------ Provided passage
# Samurai Champloo dvd cover for own use :o



## P-Nut (Jul 9, 2005)

After backing up mai hime and making a cover for it it thought samurai champloo was next hehe 

clicky
this is @ medium quality ive also got max quality but that one is really big 

updated the picture... if print it fit to scale and it should perfectly fit the dvd case


----------



## Silent Reality (Jul 9, 2005)

cool beans, I like the front which i'm guessing is the part with mugen back would've been better but I hate the type, Nice Work there m8


----------



## Kucheeky Badkuya (Jul 9, 2005)

Being a Champloo fan, like I, that is some good work especially with the DVD color. The text could be a different color because its sometime hard to read after a while.


----------



## Tuan (Oct 13, 2006)

you know i really like this one. love the bg. i think you could do better on the text on the left. other than that really awsome


----------



## bronzhawk (Oct 14, 2006)

Ah that is bad f*ckin' ass!  Why do you lack the DVD volume number?  Are you planning on making a cover for all 7 DVDs (I thinks its 7)?  

I really love what you did with the background, and blending it with Mugan's cloths but not his flesh.  My one and only complate is the way you handled the text.  Call me a traditionalist, but using Times New Roman or a simular san serif font is the best when writing a simopsis on the back of any DVD.


----------
------------
Stated problem 1: List the usernames of everyone who posted in the forum thread.
------ Exercise material
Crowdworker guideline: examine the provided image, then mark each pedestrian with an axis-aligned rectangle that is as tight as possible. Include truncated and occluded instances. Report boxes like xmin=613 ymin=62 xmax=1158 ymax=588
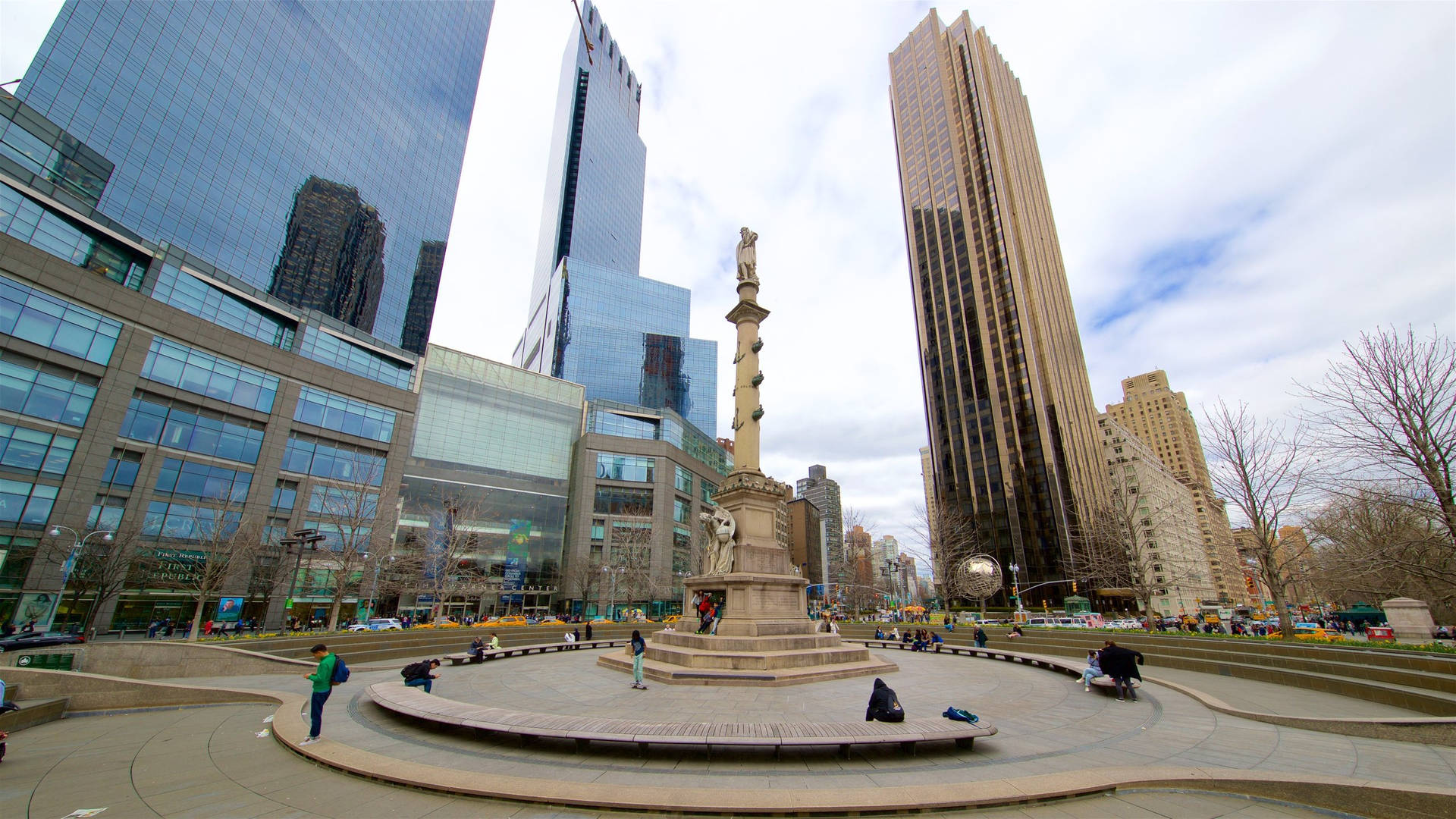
xmin=1098 ymin=640 xmax=1143 ymax=702
xmin=632 ymin=628 xmax=646 ymax=691
xmin=299 ymin=642 xmax=339 ymax=745
xmin=1082 ymin=650 xmax=1102 ymax=691
xmin=399 ymin=661 xmax=440 ymax=694
xmin=864 ymin=676 xmax=905 ymax=723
------------
Stated problem 2: Rewrite the records above, replacing "pedestrian" with "cyclist" and leaving everything else unchanged. Leave the pictures out.

Written response 1: P-Nut, Silent Reality, Kucheeky Badkuya, Tuan, bronzhawk

Written response 2:
Crowdworker guideline: examine the provided image, then mark each cyclist with an axis-aligned rectangle that is as tight as possible. Include truncated and occluded instances. Report boxes like xmin=613 ymin=62 xmax=1158 ymax=588
xmin=1098 ymin=640 xmax=1143 ymax=702
xmin=632 ymin=628 xmax=646 ymax=691
xmin=299 ymin=642 xmax=339 ymax=745
xmin=1082 ymin=650 xmax=1102 ymax=691
xmin=399 ymin=661 xmax=440 ymax=694
xmin=864 ymin=676 xmax=905 ymax=723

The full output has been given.